## [WHAT IS REQUIRED]
Transcribe the records in full, keeping every character as it is.

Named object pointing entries
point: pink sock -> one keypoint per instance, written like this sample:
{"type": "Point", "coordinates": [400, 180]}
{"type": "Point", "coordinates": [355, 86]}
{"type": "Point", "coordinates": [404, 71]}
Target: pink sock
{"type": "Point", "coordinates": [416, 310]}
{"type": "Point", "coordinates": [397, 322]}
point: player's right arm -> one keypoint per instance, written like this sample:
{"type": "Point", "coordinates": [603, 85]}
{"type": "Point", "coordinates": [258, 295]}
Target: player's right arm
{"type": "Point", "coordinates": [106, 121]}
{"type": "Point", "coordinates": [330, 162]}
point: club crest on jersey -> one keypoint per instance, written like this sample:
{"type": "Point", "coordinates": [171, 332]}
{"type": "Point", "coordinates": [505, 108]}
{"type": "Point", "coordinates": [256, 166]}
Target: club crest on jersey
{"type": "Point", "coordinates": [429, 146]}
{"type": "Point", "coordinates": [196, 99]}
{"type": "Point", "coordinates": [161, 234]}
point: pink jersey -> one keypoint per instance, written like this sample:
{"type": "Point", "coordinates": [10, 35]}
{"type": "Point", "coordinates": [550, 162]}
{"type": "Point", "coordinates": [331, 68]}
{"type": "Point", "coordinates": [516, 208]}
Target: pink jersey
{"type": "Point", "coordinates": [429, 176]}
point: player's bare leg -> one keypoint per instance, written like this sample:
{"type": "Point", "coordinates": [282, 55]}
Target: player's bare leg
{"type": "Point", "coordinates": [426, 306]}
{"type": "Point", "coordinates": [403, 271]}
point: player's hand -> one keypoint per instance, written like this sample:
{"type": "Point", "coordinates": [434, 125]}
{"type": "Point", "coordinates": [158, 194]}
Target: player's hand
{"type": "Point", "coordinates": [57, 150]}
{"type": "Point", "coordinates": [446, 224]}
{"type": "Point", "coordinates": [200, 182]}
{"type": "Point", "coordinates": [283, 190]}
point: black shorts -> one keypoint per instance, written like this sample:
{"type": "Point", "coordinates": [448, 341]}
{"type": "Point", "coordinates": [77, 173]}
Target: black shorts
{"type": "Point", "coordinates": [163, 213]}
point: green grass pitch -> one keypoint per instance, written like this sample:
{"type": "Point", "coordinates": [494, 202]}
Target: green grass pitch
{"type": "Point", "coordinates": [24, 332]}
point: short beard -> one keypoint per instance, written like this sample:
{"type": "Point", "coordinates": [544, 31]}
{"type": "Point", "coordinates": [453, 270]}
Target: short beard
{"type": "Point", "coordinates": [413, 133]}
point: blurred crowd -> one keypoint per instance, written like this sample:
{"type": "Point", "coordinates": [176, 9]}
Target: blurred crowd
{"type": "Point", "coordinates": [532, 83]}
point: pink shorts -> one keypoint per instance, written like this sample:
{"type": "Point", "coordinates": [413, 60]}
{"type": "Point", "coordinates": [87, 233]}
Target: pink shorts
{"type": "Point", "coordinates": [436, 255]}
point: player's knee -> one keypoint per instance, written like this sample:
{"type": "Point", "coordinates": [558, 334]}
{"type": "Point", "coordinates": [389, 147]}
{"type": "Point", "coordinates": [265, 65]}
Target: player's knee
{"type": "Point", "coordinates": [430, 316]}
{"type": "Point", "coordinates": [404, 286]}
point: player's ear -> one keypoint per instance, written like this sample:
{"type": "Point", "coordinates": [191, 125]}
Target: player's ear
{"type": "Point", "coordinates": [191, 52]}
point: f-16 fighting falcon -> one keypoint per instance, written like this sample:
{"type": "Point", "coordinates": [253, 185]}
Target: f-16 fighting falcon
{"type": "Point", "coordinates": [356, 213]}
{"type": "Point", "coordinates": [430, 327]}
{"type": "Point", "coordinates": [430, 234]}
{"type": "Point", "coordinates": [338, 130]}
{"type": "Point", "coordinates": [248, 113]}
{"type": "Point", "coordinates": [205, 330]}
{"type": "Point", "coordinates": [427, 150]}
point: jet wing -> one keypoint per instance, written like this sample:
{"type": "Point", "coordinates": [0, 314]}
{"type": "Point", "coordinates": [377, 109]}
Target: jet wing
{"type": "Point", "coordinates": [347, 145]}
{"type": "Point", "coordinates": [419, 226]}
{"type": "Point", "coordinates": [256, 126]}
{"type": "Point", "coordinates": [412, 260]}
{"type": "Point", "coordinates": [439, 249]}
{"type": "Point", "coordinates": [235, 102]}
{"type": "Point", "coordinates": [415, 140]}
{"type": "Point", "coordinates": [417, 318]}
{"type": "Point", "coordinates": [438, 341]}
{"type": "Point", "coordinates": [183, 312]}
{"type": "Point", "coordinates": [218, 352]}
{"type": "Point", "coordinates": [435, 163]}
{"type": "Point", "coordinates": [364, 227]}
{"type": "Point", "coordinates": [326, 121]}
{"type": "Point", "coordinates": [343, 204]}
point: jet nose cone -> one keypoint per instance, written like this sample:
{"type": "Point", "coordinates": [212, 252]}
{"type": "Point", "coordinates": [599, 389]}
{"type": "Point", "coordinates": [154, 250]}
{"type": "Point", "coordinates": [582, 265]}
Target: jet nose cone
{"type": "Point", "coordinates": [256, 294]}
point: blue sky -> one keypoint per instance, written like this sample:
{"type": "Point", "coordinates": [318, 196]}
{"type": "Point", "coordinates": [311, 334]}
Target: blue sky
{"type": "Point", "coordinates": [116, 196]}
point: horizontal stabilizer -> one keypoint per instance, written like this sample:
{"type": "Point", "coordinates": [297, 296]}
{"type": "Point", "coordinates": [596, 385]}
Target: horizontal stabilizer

## [SOLUTION BELOW]
point: pink sock -> one keypoint per instance, written like this sample:
{"type": "Point", "coordinates": [400, 180]}
{"type": "Point", "coordinates": [355, 86]}
{"type": "Point", "coordinates": [404, 71]}
Target: pink sock
{"type": "Point", "coordinates": [416, 310]}
{"type": "Point", "coordinates": [397, 322]}
point: player's right arm -> one keypoint per instance, written like this sample:
{"type": "Point", "coordinates": [603, 85]}
{"type": "Point", "coordinates": [258, 295]}
Target: player's right arm
{"type": "Point", "coordinates": [106, 121]}
{"type": "Point", "coordinates": [330, 162]}
point: club crest on jersey -> one keypoint per instance, written like this sample:
{"type": "Point", "coordinates": [171, 332]}
{"type": "Point", "coordinates": [505, 108]}
{"type": "Point", "coordinates": [256, 166]}
Target: club crest on jersey
{"type": "Point", "coordinates": [429, 146]}
{"type": "Point", "coordinates": [196, 99]}
{"type": "Point", "coordinates": [161, 234]}
point: pink jersey -> one keypoint per instance, written like this sample:
{"type": "Point", "coordinates": [10, 35]}
{"type": "Point", "coordinates": [550, 162]}
{"type": "Point", "coordinates": [331, 68]}
{"type": "Point", "coordinates": [516, 208]}
Target: pink jersey
{"type": "Point", "coordinates": [429, 176]}
point: player's bare leg -> one keypoint per instance, written like this sample:
{"type": "Point", "coordinates": [282, 55]}
Target: player's bare leg
{"type": "Point", "coordinates": [426, 306]}
{"type": "Point", "coordinates": [403, 271]}
point: player's hand -> one keypoint per instance, written like this sample:
{"type": "Point", "coordinates": [434, 125]}
{"type": "Point", "coordinates": [158, 194]}
Target: player's hand
{"type": "Point", "coordinates": [57, 150]}
{"type": "Point", "coordinates": [446, 224]}
{"type": "Point", "coordinates": [200, 182]}
{"type": "Point", "coordinates": [283, 190]}
point: black shorts -> one keypoint per instance, written like this sample:
{"type": "Point", "coordinates": [448, 341]}
{"type": "Point", "coordinates": [77, 173]}
Target: black shorts
{"type": "Point", "coordinates": [163, 213]}
point: green grass pitch -> one keypoint per instance, written like this sample:
{"type": "Point", "coordinates": [494, 202]}
Target: green grass pitch
{"type": "Point", "coordinates": [24, 332]}
point: short beard -> one keypoint per instance, written like this sample:
{"type": "Point", "coordinates": [544, 31]}
{"type": "Point", "coordinates": [453, 270]}
Target: short beard
{"type": "Point", "coordinates": [413, 133]}
point: blurred crowd -> one keypoint per instance, written like this sample:
{"type": "Point", "coordinates": [176, 9]}
Target: blurred crowd
{"type": "Point", "coordinates": [532, 83]}
point: pink shorts -> one keypoint per instance, written like this sample:
{"type": "Point", "coordinates": [413, 60]}
{"type": "Point", "coordinates": [87, 233]}
Target: pink shorts
{"type": "Point", "coordinates": [436, 255]}
point: player's knee -> one keypoint per instance, written like this sample:
{"type": "Point", "coordinates": [558, 334]}
{"type": "Point", "coordinates": [389, 147]}
{"type": "Point", "coordinates": [265, 65]}
Target: player's knee
{"type": "Point", "coordinates": [430, 316]}
{"type": "Point", "coordinates": [404, 286]}
point: player's ear -> one keypoint per instance, written like this sample:
{"type": "Point", "coordinates": [191, 125]}
Target: player's ear
{"type": "Point", "coordinates": [191, 52]}
point: f-16 fighting falcon -> one keypoint per instance, written like this sample:
{"type": "Point", "coordinates": [253, 185]}
Target: f-16 fighting falcon
{"type": "Point", "coordinates": [356, 213]}
{"type": "Point", "coordinates": [430, 327]}
{"type": "Point", "coordinates": [430, 234]}
{"type": "Point", "coordinates": [338, 130]}
{"type": "Point", "coordinates": [248, 113]}
{"type": "Point", "coordinates": [205, 330]}
{"type": "Point", "coordinates": [427, 150]}
point: jet wing -> one keypoint per instance, written like this sample:
{"type": "Point", "coordinates": [0, 314]}
{"type": "Point", "coordinates": [377, 109]}
Target: jet wing
{"type": "Point", "coordinates": [347, 145]}
{"type": "Point", "coordinates": [419, 226]}
{"type": "Point", "coordinates": [256, 126]}
{"type": "Point", "coordinates": [412, 260]}
{"type": "Point", "coordinates": [439, 249]}
{"type": "Point", "coordinates": [235, 102]}
{"type": "Point", "coordinates": [415, 140]}
{"type": "Point", "coordinates": [417, 318]}
{"type": "Point", "coordinates": [438, 341]}
{"type": "Point", "coordinates": [183, 312]}
{"type": "Point", "coordinates": [218, 352]}
{"type": "Point", "coordinates": [435, 163]}
{"type": "Point", "coordinates": [364, 227]}
{"type": "Point", "coordinates": [326, 121]}
{"type": "Point", "coordinates": [343, 204]}
point: jet nose cone -> one keypoint per instance, written like this sample:
{"type": "Point", "coordinates": [212, 252]}
{"type": "Point", "coordinates": [599, 389]}
{"type": "Point", "coordinates": [154, 250]}
{"type": "Point", "coordinates": [582, 265]}
Target: jet nose cone
{"type": "Point", "coordinates": [256, 294]}
point: blue sky -> one keypoint per instance, written like this sample:
{"type": "Point", "coordinates": [318, 196]}
{"type": "Point", "coordinates": [311, 334]}
Target: blue sky
{"type": "Point", "coordinates": [116, 196]}
point: horizontal stabilizer -> one keypoint per instance, written like this sample:
{"type": "Point", "coordinates": [297, 296]}
{"type": "Point", "coordinates": [596, 385]}
Target: horizontal stabilizer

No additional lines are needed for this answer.